• [Directions]
1) Answer these questions from the mead article, one per line:
(a) What work is given as the source of the opening verse?
(b) In that verse, which two drinks may the lady choose between?
(c) What two ingredients does the article say mead is made of?
2) Reproduce the passage of the mead article from "--The Courtship of" to "known to man." word for word.

• [Provided text]
= = = = =
Why not make your own?

Vicky Rowe

Lady, come to that folk; to that strong folk of mine;
And with gold on thy head thy fair tresses shall shine:
'Tis on pork the most dainty that then thou shalt feed,
And for drink have thy choice of new milk and of mead.
--The Courtship of Etain, Heroic Romances of Ireland1

Mead. Mention of it evokes images of heroes and romantic tales, of castle feasts and chivalry. Legends surround it, that of golden nectar, swirling in a goblet chased with silver, with the heady, erotic aroma of honey caressing the senses. We see Vikings, downing great tankards of frothy mead after a successful raid. Once can imagine a beautiful maiden, holding the stirrup cup in her lithe hand, offering it along with a shy smile to the handsome knight preparing to go off to battle.

Chances are, if you've attended a renaissance faire or SCA event, you've come in contact with mead. A simple drink of fermented honey and water, mead has a long, rich history that goes back thousands of years. It is possibly the oldest fermented drink known to man.
= = = = =
• [Recorded data]

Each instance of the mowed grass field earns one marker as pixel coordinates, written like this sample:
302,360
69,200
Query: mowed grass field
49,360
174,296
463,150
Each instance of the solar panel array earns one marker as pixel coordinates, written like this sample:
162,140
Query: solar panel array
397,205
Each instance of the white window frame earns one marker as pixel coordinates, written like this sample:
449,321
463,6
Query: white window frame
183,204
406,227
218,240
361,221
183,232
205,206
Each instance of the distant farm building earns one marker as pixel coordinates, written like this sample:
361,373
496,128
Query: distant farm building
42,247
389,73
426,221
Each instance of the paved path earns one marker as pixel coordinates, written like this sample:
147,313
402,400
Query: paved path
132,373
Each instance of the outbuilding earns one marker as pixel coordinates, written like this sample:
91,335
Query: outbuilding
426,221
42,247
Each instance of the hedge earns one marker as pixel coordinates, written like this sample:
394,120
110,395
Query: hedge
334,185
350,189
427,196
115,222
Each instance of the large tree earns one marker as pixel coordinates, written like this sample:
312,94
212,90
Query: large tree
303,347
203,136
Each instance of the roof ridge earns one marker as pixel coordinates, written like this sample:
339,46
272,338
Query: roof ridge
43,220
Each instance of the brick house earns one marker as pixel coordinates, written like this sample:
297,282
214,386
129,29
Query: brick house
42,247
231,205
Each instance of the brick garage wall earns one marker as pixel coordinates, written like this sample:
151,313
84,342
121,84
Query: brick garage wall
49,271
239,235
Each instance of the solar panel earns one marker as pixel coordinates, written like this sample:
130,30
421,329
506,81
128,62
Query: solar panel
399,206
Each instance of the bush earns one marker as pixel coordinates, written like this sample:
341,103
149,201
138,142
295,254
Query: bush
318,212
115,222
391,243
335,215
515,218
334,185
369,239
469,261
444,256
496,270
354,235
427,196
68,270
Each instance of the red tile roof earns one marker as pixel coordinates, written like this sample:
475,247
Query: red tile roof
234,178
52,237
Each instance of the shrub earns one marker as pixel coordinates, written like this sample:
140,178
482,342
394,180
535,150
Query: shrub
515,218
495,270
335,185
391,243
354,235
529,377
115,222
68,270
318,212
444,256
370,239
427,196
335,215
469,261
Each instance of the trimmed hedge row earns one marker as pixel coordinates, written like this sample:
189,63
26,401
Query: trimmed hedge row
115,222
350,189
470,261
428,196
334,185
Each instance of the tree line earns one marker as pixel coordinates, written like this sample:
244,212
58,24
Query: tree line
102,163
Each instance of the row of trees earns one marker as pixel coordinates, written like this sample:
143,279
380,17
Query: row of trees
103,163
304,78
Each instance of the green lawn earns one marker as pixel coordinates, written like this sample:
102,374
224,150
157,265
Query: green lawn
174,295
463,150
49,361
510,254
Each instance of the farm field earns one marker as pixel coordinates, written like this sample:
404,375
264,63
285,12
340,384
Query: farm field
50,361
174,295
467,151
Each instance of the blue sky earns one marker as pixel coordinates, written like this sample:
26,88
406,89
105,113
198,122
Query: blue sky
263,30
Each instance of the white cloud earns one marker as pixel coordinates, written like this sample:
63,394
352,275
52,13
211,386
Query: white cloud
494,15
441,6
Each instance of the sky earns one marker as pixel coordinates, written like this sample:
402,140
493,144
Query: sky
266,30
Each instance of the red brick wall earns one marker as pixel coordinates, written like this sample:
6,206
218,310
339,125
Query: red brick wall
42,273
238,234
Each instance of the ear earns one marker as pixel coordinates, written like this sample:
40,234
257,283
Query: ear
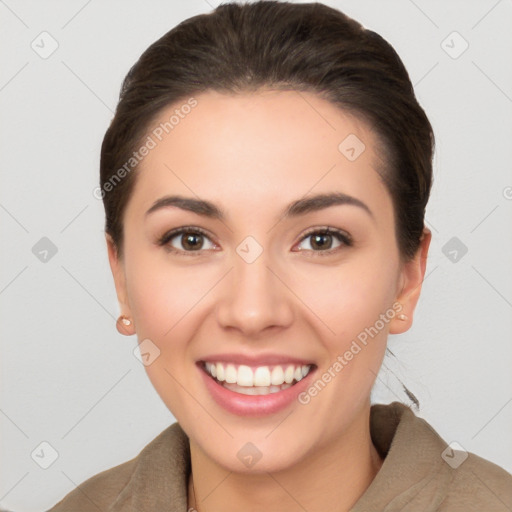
117,268
411,280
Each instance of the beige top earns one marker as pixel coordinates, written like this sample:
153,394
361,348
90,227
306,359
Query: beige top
419,474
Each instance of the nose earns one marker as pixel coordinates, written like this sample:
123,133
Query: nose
254,298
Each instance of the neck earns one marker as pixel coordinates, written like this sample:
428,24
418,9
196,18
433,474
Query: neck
338,472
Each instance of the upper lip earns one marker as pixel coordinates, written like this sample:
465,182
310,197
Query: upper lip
255,360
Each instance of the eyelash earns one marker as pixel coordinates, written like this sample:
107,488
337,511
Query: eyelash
341,236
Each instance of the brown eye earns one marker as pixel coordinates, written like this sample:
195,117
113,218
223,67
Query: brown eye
324,240
192,241
186,240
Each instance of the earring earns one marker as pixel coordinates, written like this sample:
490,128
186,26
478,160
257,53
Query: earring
123,325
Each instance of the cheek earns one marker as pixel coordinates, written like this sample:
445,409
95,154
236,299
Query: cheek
350,296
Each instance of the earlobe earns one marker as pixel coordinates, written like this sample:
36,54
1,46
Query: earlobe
411,280
124,323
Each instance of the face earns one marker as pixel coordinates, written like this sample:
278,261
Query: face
262,270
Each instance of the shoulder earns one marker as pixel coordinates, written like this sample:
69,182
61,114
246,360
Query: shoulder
422,472
476,484
115,486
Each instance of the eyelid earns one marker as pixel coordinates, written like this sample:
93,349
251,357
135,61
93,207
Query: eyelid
165,239
344,238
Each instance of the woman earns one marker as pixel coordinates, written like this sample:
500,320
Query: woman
265,179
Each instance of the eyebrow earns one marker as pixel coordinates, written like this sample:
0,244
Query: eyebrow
295,209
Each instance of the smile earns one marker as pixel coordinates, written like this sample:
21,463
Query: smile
260,380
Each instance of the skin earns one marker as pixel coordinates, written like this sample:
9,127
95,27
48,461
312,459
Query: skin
253,154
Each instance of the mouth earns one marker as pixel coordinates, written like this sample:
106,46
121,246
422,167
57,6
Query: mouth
256,380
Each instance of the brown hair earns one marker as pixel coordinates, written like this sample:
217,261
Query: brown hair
281,45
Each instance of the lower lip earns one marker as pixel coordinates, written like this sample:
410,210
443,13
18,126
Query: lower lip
254,405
= = = = =
• [Results by task]
1)
(a) The Courtship of Etain, Heroic Romances of Ireland
(b) New milk and mead
(c) Honey and water (fermented)

2)
--The Courtship of Etain, Heroic Romances of Ireland1

Mead. Mention of it evokes images of heroes and romantic tales, of castle feasts and chivalry. Legends surround it, that of golden nectar, swirling in a goblet chased with silver, with the heady, erotic aroma of honey caressing the senses. We see Vikings, downing great tankards of frothy mead after a successful raid. Once can imagine a beautiful maiden, holding the stirrup cup in her lithe hand, offering it along with a shy smile to the handsome knight preparing to go off to battle.

Chances are, if you've attended a renaissance faire or SCA event, you've come in contact with mead. A simple drink of fermented honey and water, mead has a long, rich history that goes back thousands of years. It is possibly the oldest fermented drink known to man.